• EXERCISE DETAILS
Collect every line in the data below that contains the string "stem".

• GIVEN ENTRIES

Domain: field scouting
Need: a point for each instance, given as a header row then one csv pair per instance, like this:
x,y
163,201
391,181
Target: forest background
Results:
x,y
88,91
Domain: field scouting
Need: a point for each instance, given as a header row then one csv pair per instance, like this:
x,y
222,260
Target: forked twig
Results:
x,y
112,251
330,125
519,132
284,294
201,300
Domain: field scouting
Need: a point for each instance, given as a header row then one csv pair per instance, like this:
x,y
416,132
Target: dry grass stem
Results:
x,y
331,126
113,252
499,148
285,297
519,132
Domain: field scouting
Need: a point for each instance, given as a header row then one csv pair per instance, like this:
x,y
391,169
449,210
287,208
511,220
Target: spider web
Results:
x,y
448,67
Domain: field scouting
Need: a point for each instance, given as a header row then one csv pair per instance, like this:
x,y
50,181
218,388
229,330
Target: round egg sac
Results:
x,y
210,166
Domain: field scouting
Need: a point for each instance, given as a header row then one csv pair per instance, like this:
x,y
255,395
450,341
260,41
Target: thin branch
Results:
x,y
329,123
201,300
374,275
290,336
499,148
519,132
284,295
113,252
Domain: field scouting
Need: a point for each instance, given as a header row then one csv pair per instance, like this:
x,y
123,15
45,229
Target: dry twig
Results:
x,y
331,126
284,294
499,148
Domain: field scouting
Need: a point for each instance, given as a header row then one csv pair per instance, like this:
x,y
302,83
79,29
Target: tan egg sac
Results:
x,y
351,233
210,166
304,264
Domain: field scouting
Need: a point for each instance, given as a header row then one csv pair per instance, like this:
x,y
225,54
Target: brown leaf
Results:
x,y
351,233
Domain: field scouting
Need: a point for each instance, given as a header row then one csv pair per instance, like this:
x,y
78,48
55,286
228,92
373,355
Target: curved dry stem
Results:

• EXPECTED ANSWER
Target: dry grass stem
Target: curved dry stem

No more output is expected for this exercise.